■ Tâches
a - Selon l'extrait sur l'économie chinoise, quelle part du prix de vente les bas salaires représentent-ils ?
b - Condensez sous forme de liste le paragraphe de l'extrait sur l'économie chinoise qui s'ouvre sur « Le « socialisme de marché à la chinoise » repose », en conservant ses faits principaux.

■ Extrait retenu
Est-il utile, à cet égard, d’introduire des « investisseurs qualifiés », en l’occurrence d’autres établissements bancaires – y compris étrangers – dans la structure de leur capital, afin d’optimiser la « philosophie » des investisseurs sur le marché des capitaux. Si l’on veut dire par là que les banques chinoises auraient quelque chose à apprendre de ces investisseurs institutionnels, c’est peut-être vrai dans le cas de certaines opérations financières, en particulier l’intermédiation ; mais, s’il s’agit de décalquer les pratiques des banques capitalistes occidentales, on peut alors craindre le pire, sachant ce dont ces dernières ont été capables dans la distribution de crédits (on pourrait citer ici l’exemple de l’Espagne, qui défraie l’actualité récente). Et s’il s’agit de reproduire les activités de banques d’affaires, la leçon risque fort de conduire à toutes les dérives. Il suffira de rappeler comment les oligopoles financiers du Nord ont trempé dans le scandale des manipulations du Libor et de l’Euribor… Si la « force » et la « vitalité » du marché des capitaux sont à ce prix, nous pensons qu’il vaut mieux ne pas le payer.

 

Les entreprises publiques chinoises doivent-elles être gérées comme des entreprises privées ?

 

Le « socialisme de marché à la chinoise » repose sur le maintien d’un très puissant secteur public, jouant un rôle stratégique dans l’économie. Tout porte à croire que c’est l’un des « secrets » des performances remarquables de l’économie chinoise en termes de croissance, n’en déplaise aux libéraux de toute obédience et autres farouches défenseurs de la propriété privée et de la maximisation du profit. Cela est vraisemblablement lié à la taille de ces entreprises, qui sont de véritables mastodontes, qu’il s’agisse des secteurs de l’énergie (électricité, pétrole, gaz), des matériaux de base (sidérurgie, chimie), des produits semi-finis, de la construction, ou encore du transport maritime, les économies d’échelle réduisant fortement les coûts, à l’achat, à la production, à la vente. Ce sont ces entreprises qui fournissent à une myriade de petites et moyennes entreprises des intrants à très bon marché leur permettant, bien plus que les bas salaires (lesquels ne représentent que 2 à 10 % du prix de vente, même s’ils ont tendance à croître très rapidement), des conditions de production qui font leur succès sur le marché mondial. Mais ce n’est pas la seule raison.

[Entrées de pointage d'objets nommés]
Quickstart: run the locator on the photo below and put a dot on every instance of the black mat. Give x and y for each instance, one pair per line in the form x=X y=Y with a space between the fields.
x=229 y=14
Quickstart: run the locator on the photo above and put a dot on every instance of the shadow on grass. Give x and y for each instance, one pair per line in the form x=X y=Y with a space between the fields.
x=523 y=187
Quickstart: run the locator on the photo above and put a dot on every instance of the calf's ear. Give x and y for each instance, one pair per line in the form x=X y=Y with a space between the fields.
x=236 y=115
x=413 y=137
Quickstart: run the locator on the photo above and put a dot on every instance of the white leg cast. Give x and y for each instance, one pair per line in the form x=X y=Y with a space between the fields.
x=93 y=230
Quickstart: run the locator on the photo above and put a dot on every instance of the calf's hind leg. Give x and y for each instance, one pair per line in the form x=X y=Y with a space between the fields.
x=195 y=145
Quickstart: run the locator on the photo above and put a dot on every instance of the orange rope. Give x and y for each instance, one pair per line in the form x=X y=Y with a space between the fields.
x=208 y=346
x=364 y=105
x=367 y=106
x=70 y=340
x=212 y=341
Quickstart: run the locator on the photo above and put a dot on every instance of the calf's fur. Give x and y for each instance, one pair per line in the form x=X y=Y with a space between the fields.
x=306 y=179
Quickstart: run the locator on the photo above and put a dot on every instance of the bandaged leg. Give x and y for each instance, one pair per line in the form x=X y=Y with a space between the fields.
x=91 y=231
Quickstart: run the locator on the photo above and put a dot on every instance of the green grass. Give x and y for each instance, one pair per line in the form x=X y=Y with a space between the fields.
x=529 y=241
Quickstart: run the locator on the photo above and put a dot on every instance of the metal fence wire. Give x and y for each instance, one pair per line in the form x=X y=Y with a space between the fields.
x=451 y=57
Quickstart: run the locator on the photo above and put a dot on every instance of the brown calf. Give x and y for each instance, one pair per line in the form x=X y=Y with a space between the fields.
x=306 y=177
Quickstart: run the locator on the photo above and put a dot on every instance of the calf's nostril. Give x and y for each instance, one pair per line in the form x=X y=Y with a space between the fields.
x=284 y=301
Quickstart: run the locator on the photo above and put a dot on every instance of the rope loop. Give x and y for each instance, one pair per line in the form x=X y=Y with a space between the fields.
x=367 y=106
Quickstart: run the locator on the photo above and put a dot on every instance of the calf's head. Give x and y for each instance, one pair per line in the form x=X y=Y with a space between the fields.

■ Résultats des tâches
a - Les bas salaires ne représentent que 2 à 10 % du prix de vente.

b -
- Le « socialisme de marché à la chinoise » repose sur un secteur public très puissant, au rôle stratégique dans l'économie.
- Ce secteur serait l'un des « secrets » de la forte croissance chinoise, n'en déplaise aux libéraux et aux défenseurs de la propriété privée.
- Cela tient vraisemblablement à la taille de ces entreprises. Elles sont présentes dans l'énergie, les matériaux de base, les produits semi-finis, la construction et le transport maritime. Leurs économies d'échelle réduisent fortement les coûts d'achat, de production et de vente.
- Elles fournissent aux PME des intrants très bon marché. C'est un facteur de succès sur le marché mondial plus important que les bas salaires, qui représentent 2 à 10 % du prix de vente et augmentent rapidement.
- Ce n'est toutefois pas la seule raison.